SOURCE EXTRACT:

What had been a regional California movement has, with the crisis at WBAI and the vast response of WBAI listeners, suddenly turned into an incipient national movement and this effort to organize nationally reflects that. I think when the Pacifica Board gets wind of the fact that we're organizing ourselves at that level just as the Pacifica Campaign is now national, that's going to put some fear into them. Laying the groundwork for that was tremendously important.

The second thing we saw this weekend is that the Pacifica board has gotten advice from its public relations firm to completely alter its approach. It would appear that Pacifica has received advice from its lawyers and its PR firm and forged a strategy to change its hard-ass public image. It's for public consumption and the press and more importantly for whatever judge or judges are handling the three lawsuits.

The Pacifica board put out a spin document yesterday that basically says they are involved in in-depth discussions with the plaintiffs in the Adelson LAB lawsuit. That's obviously meant to divide the movement. What's clear from their tone and from the two public comment periods they allowed is that they are trying to create a spin that they are the good guys, that they are trying to create a climate for settlement out of court.

RR: Every single person who spoke this weekend was against them. Are they going to take that to the judge to?

RR: No, of course not. They are going to take their documents and whatever negotiations are going on with the plaintiffs and spin it to the judge. Judges love to hear the word "settlement" because it's another case off their docket. Pacifica is going to try to spin this so that if affects them positively in court. They are trying to search for a weak link to divide the movement and create the appearance of a win-win situation where in fact only one side really wins.

Another significant thing is that they have called on station management and LAB chairs to convene dialogue sessions with listeners in order to discuss, "process, by-laws changes and policies". This is a significant departure. I think this is a part of the public relations move to split the movement, create impressions for the judge, etc.

It's important for us to resist that. And that resistance began already this weekend among the listeners who gathered. A tremendous thing occurred. After an all night meeting, people devised a set of demands. They were up until 7 o'clock this morning writing. A heroic effort. Janice K. Bryant, a banned producer from WBAI, read the demands to the board. At that moment the room turned its back en masse to the Pacifica board and began to chant variously "Resign Now!", "Democracy Now!", "Whose Network? Our Network!" and walked out of the room singing "Nah-nah-nah-nah saaaay gooood-bye".

It sent a clear message. We nearly succeeded in closing down the board meeting before they voted on anything. In fact, David Acosta fled the building and never returned. We set a tone of resistance to all these manipulations and efforts to paint themselves in a new light.

WHAT YOU HAVE TO DO: List the chants the room began after turning its back on the Pacifica board, according to the text about the Pacifica board meeting. The lines that follow are separate material, unrelated to the text about the Pacifica board meeting.

Stored items

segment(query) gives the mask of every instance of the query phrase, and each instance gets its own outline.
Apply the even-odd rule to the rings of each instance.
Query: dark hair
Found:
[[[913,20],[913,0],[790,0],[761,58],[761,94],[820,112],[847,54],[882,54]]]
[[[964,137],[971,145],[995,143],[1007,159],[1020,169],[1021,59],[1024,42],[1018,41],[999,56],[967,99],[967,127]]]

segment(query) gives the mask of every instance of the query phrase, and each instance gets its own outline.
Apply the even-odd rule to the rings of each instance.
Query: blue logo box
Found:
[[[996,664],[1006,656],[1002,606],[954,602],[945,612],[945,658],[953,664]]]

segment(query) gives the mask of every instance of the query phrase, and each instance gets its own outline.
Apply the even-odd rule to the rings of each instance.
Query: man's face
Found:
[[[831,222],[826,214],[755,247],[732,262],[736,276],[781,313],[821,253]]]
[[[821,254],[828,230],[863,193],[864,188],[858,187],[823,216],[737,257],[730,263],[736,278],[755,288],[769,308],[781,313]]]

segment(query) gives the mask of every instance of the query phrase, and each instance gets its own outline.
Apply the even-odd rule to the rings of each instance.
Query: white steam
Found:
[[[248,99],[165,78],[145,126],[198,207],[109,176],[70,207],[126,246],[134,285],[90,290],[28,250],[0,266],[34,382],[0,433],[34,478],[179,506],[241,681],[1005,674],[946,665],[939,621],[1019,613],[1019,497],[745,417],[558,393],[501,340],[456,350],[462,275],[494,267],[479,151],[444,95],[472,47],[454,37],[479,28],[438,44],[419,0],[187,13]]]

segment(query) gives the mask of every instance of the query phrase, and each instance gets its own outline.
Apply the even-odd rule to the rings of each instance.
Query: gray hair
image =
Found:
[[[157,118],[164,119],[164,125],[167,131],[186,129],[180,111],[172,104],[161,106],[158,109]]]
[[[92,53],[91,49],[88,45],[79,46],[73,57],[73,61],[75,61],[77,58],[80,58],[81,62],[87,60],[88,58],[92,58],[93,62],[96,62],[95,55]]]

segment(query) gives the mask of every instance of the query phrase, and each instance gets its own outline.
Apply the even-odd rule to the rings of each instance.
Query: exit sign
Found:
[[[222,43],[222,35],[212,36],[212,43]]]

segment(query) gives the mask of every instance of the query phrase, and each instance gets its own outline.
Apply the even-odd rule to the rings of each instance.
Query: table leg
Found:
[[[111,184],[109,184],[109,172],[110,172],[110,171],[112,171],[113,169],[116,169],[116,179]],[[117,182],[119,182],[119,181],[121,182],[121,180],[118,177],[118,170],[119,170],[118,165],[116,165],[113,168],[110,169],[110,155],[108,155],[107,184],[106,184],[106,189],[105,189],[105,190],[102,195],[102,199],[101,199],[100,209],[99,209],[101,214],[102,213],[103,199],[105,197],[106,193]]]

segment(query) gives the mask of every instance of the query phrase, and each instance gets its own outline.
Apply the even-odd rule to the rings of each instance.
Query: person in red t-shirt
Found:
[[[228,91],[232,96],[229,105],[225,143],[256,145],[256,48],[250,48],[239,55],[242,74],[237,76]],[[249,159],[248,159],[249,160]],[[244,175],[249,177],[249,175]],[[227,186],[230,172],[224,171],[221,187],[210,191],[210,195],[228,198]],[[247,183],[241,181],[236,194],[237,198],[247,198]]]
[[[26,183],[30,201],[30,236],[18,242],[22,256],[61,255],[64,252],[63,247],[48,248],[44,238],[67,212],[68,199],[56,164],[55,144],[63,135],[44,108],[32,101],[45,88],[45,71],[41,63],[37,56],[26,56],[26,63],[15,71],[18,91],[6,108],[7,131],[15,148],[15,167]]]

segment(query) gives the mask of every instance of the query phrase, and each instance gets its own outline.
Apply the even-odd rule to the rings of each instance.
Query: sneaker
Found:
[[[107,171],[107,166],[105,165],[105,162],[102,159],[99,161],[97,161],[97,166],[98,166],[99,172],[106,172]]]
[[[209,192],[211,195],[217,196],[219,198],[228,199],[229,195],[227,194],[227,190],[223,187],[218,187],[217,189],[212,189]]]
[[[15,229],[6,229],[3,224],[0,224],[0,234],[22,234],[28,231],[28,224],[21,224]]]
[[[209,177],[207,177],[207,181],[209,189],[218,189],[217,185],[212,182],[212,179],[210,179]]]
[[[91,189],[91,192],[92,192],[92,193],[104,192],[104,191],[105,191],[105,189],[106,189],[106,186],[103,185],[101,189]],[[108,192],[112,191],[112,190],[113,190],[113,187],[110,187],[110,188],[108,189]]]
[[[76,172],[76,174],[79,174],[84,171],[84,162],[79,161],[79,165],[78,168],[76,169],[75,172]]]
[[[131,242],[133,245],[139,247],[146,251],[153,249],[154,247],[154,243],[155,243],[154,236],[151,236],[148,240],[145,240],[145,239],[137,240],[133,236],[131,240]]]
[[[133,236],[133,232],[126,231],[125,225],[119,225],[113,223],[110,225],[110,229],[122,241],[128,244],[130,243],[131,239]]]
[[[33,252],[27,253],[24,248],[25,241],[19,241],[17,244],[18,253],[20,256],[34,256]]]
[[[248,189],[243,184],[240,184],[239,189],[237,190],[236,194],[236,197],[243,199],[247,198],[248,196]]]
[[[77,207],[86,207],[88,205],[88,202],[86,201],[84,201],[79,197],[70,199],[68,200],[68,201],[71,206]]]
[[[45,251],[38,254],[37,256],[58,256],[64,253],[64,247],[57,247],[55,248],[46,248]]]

TASK RESPONSE:
"Resign Now!"
"Democracy Now!"
"Whose Network? Our Network!"